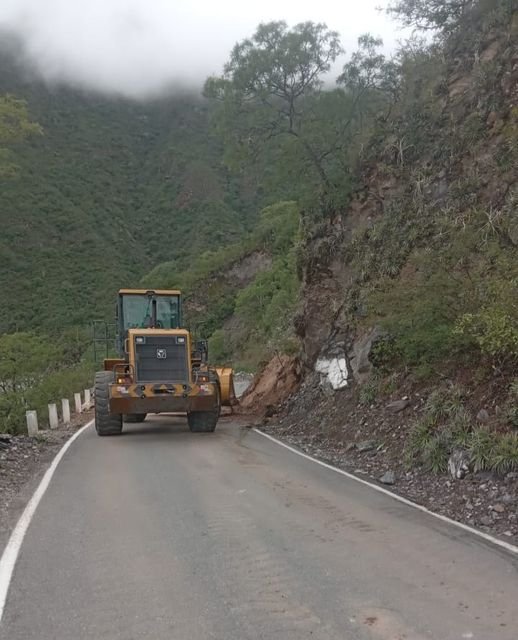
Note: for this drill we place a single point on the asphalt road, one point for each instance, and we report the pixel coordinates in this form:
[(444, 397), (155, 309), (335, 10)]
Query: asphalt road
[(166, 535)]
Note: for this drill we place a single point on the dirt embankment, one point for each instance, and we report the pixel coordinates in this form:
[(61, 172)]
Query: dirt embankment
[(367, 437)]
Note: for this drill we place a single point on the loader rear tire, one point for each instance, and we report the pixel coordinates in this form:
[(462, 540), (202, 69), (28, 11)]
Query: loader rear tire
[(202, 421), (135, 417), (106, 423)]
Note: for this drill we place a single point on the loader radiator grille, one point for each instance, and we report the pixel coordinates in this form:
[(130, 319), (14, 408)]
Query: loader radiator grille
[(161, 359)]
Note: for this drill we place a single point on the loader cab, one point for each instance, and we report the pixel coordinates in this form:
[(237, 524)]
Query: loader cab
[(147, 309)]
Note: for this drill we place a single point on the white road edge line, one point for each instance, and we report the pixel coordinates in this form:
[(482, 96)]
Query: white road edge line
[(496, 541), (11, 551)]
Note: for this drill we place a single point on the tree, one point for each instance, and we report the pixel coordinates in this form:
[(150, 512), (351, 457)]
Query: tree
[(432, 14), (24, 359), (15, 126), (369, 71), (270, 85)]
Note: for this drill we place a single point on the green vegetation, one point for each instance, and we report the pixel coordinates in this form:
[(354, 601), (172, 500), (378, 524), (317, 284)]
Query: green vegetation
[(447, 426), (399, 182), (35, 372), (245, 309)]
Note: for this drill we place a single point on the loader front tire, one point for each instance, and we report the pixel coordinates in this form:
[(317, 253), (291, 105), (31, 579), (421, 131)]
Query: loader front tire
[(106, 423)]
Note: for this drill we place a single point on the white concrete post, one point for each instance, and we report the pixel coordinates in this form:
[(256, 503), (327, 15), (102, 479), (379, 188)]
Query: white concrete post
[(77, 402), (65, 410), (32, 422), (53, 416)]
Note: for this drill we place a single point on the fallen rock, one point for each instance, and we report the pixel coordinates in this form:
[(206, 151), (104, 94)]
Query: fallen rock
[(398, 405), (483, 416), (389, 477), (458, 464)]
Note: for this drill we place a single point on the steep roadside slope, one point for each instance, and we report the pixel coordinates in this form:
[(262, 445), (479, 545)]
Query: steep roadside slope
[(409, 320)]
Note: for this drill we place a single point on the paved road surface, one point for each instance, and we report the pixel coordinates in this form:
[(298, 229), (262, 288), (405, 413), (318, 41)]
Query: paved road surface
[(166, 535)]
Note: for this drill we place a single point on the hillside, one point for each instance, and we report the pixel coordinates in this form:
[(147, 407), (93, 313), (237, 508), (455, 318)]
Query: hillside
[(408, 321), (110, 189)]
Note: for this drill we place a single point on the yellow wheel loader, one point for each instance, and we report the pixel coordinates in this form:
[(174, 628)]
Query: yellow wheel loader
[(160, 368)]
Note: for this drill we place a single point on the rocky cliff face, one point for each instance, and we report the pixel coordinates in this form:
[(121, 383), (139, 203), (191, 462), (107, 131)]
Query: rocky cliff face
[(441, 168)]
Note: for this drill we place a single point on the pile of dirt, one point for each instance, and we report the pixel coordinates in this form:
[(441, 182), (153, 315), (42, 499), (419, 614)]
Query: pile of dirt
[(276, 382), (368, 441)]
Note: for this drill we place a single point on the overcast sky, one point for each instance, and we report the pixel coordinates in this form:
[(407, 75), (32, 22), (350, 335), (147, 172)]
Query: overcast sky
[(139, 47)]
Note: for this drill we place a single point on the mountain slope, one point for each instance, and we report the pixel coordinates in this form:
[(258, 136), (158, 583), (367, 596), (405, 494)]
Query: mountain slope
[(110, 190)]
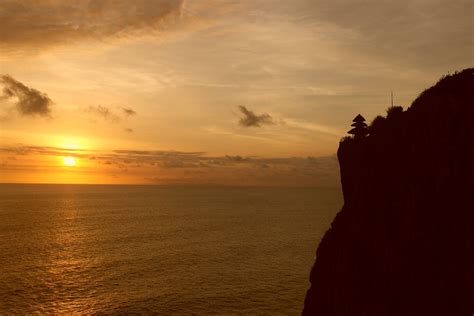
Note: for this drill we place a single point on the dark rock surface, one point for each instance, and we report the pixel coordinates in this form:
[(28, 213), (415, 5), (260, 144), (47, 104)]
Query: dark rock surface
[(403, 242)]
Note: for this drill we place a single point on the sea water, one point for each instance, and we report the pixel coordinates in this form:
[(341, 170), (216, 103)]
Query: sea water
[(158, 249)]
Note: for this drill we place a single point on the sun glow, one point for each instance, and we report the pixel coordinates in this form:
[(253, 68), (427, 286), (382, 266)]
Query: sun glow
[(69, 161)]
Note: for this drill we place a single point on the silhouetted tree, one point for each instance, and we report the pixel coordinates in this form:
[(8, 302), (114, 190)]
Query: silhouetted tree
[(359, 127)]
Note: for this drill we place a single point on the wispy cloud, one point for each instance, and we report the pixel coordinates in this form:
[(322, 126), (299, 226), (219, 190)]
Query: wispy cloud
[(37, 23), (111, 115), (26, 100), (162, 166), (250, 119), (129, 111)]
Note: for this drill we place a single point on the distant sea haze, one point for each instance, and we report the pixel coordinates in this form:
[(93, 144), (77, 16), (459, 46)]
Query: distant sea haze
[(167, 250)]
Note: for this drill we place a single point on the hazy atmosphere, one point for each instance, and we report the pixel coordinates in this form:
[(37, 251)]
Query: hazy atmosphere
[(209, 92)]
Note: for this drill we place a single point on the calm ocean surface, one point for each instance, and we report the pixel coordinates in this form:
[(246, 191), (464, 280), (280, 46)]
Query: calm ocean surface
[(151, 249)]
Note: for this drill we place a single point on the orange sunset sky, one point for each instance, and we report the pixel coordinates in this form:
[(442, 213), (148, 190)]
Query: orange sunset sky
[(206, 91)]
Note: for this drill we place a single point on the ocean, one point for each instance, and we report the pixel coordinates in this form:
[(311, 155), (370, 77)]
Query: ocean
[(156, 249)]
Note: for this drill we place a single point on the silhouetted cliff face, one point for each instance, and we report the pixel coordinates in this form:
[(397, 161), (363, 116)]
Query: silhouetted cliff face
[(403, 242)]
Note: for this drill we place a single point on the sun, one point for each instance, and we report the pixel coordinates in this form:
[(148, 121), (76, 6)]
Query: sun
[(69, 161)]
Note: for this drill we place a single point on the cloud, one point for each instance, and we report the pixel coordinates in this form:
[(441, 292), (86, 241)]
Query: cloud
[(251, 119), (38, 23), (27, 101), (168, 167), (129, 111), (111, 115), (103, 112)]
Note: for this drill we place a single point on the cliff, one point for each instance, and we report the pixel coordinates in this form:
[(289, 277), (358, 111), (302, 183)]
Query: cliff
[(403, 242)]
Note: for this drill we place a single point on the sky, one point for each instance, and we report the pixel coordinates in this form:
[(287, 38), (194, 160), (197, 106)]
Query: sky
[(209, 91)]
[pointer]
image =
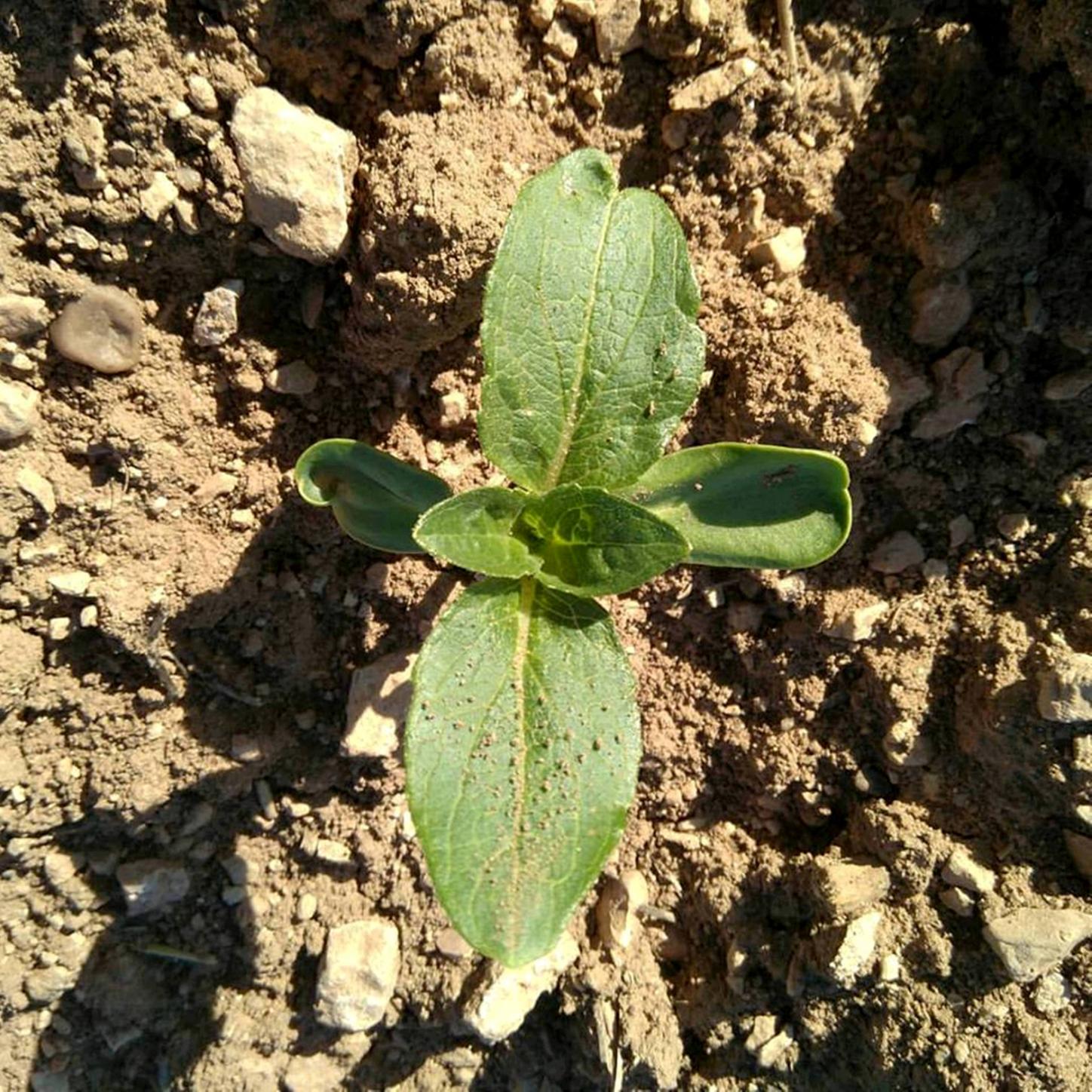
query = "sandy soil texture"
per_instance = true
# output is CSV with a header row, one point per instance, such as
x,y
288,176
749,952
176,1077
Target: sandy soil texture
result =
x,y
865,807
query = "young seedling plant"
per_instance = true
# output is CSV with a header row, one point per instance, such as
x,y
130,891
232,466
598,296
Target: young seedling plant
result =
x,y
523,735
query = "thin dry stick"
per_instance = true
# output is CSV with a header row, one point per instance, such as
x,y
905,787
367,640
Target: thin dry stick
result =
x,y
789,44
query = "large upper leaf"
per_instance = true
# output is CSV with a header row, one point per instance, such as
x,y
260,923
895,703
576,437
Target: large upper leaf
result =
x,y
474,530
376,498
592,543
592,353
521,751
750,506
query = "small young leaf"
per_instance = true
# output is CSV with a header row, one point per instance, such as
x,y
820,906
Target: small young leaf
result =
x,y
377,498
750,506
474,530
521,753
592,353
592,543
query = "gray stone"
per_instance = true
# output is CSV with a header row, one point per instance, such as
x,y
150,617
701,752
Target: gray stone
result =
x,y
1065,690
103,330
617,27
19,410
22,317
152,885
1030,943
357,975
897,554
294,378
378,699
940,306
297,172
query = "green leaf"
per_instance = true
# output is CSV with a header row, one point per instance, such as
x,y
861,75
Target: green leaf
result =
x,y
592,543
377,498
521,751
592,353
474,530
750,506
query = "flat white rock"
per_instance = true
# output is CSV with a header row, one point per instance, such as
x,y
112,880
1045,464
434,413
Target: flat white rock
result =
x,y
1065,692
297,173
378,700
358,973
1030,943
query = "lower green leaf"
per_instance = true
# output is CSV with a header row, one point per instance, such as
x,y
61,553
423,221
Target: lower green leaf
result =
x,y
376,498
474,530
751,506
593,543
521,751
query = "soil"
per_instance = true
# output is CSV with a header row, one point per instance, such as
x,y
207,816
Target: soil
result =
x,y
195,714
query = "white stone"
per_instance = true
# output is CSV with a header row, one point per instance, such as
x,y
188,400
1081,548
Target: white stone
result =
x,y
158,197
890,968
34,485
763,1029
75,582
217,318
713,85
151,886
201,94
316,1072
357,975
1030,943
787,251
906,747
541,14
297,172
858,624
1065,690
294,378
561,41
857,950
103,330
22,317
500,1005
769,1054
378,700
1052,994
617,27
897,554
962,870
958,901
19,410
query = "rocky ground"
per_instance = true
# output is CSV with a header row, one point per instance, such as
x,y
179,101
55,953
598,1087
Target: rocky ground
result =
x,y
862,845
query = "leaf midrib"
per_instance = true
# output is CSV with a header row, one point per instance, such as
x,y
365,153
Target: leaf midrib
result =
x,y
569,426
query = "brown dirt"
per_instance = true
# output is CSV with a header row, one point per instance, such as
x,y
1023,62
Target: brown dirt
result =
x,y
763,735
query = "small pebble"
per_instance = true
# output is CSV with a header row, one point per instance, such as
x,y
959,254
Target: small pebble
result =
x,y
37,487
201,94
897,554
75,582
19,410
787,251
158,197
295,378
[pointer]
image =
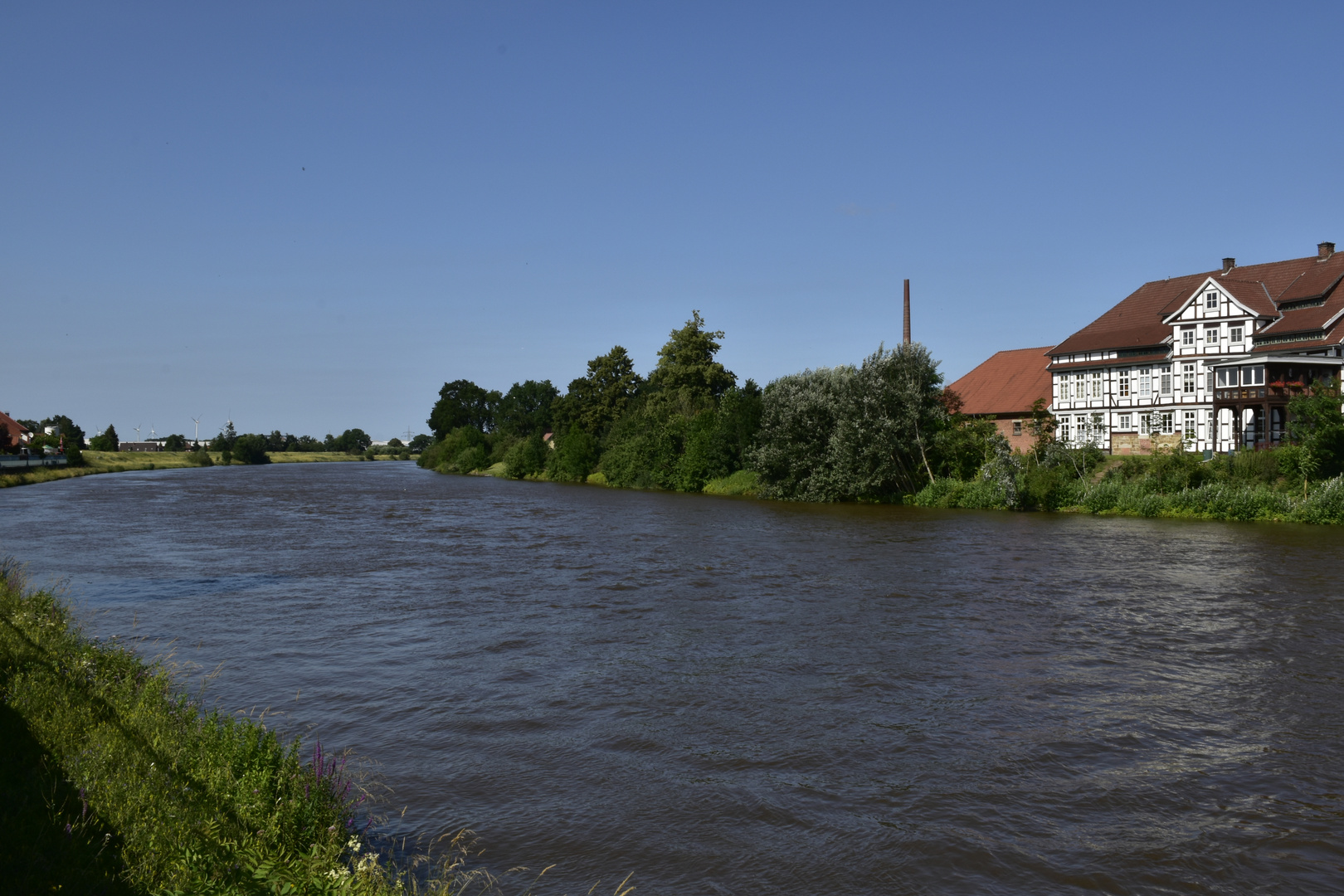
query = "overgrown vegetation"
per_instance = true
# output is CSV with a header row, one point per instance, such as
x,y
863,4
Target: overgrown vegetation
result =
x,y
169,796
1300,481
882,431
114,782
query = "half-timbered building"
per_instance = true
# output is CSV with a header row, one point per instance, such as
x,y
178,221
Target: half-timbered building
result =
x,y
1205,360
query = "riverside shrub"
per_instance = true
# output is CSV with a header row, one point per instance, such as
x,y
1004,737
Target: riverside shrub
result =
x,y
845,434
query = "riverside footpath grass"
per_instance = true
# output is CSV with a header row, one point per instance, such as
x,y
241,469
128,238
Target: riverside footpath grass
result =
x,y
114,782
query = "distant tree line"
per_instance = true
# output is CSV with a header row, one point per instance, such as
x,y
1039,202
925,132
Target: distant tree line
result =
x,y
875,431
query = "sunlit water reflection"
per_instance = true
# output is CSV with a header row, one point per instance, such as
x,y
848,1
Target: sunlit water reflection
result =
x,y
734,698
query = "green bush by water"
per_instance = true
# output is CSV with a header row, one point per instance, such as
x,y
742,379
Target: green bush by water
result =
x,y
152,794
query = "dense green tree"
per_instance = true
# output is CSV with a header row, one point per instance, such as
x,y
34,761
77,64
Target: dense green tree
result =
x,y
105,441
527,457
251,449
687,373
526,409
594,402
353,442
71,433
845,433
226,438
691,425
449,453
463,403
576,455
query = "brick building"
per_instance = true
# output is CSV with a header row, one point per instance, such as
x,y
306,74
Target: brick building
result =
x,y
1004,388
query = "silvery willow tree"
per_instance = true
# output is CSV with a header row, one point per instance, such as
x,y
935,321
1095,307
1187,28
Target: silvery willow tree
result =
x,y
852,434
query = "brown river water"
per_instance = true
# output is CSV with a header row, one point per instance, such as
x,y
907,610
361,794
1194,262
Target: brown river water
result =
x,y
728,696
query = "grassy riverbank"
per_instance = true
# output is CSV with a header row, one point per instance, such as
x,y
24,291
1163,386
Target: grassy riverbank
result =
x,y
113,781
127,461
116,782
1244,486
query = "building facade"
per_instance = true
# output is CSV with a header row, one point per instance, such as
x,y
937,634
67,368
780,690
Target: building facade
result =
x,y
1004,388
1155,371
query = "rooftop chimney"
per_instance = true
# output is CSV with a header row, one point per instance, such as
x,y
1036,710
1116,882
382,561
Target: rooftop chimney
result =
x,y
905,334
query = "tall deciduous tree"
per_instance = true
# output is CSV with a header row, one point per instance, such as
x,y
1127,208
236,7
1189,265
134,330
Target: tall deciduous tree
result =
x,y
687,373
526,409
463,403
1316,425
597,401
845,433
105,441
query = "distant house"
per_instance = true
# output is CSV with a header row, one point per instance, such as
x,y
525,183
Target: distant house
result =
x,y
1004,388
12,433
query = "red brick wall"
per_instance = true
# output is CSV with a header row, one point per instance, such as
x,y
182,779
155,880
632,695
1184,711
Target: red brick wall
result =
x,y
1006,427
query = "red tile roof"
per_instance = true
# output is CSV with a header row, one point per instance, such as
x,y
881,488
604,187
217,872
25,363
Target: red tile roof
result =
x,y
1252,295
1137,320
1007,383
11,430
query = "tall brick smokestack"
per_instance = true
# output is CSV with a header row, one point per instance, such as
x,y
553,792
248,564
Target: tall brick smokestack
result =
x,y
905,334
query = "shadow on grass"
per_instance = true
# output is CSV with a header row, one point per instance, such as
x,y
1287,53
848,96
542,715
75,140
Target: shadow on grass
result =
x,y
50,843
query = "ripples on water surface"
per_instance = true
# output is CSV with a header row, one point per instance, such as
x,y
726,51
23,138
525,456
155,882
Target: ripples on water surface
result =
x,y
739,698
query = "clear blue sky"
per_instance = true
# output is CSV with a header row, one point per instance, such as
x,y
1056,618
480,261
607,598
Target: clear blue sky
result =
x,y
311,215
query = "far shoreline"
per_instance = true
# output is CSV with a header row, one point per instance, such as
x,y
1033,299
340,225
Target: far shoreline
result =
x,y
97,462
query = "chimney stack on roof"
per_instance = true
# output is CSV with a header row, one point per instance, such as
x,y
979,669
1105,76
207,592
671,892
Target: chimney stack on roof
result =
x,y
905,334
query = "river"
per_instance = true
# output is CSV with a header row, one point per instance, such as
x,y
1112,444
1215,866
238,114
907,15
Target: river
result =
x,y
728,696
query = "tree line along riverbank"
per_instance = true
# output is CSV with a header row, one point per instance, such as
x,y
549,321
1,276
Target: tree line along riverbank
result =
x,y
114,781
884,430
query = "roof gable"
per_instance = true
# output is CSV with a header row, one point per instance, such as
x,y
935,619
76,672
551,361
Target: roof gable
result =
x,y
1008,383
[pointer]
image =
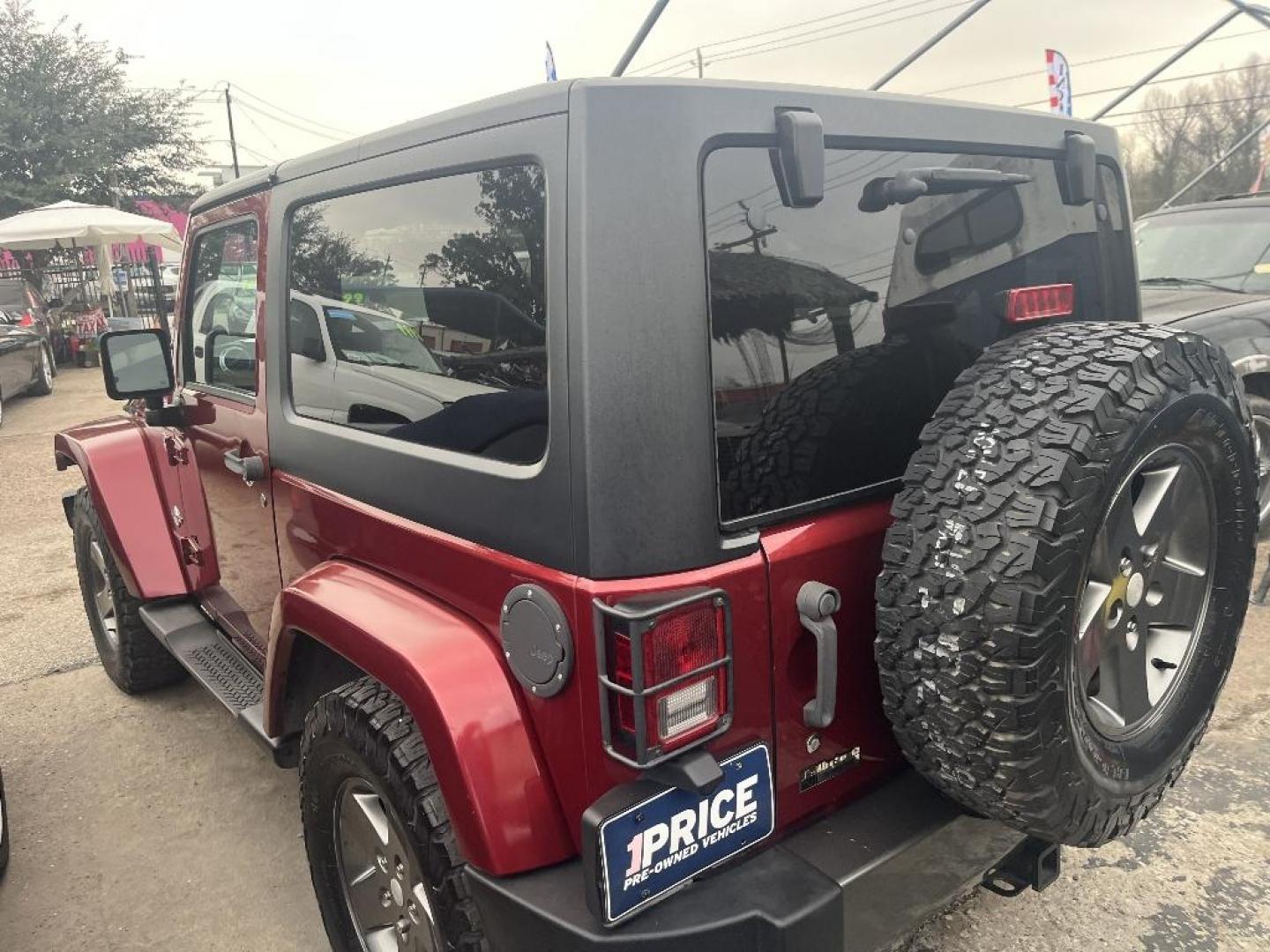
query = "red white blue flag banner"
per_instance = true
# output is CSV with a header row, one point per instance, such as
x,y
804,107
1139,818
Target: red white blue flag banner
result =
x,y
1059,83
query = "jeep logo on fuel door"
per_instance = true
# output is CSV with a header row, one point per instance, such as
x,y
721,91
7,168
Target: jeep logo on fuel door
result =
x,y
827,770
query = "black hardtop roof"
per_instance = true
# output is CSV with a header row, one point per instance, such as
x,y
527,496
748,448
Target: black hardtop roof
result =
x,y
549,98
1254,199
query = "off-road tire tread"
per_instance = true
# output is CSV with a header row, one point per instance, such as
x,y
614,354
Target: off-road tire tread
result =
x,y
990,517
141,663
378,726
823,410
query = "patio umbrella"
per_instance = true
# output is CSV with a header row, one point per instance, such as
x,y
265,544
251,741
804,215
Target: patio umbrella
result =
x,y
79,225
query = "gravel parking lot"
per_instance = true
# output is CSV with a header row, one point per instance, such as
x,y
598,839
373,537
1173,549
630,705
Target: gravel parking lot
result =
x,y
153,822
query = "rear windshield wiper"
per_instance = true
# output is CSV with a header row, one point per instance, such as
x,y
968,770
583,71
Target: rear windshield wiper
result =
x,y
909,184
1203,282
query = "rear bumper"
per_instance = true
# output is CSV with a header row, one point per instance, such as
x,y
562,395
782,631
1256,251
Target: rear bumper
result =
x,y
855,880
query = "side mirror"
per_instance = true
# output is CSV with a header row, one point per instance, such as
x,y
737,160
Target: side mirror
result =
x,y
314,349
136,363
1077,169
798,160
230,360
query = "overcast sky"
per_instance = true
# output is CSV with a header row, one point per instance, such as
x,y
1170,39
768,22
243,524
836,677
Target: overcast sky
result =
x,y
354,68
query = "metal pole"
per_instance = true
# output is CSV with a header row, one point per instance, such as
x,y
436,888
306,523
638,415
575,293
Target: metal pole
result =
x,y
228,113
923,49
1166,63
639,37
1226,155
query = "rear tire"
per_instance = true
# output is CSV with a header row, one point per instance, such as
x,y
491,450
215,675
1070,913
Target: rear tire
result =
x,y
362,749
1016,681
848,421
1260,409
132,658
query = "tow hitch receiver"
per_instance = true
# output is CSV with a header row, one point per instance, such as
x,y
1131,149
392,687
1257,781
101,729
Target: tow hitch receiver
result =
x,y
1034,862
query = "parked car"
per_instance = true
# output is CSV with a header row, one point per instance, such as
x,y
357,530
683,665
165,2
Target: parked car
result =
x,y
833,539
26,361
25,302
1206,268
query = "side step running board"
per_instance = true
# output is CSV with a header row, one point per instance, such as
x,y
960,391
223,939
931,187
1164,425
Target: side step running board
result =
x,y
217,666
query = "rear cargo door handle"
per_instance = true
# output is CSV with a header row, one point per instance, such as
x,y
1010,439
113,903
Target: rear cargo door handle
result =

### ACTIVITY
I'd like the lines above from the one with "[(93, 144), (77, 16), (459, 46)]" up to and including the one with "on the calm" copied exactly, with no other lines.

### EXERCISE ANSWER
[(93, 144), (77, 16), (459, 46)]
Query: distant sea haze
[(167, 250)]
Note: for this drill we place a single point on the hazy atmosphere, one point for each instance, and we report the pixel coordinates in this form:
[(37, 251)]
Query: hazy atmosphere
[(209, 92)]
Note: for this drill we place a single point on the calm ocean surface, one point for each instance, and we report the pixel coordinates in this form:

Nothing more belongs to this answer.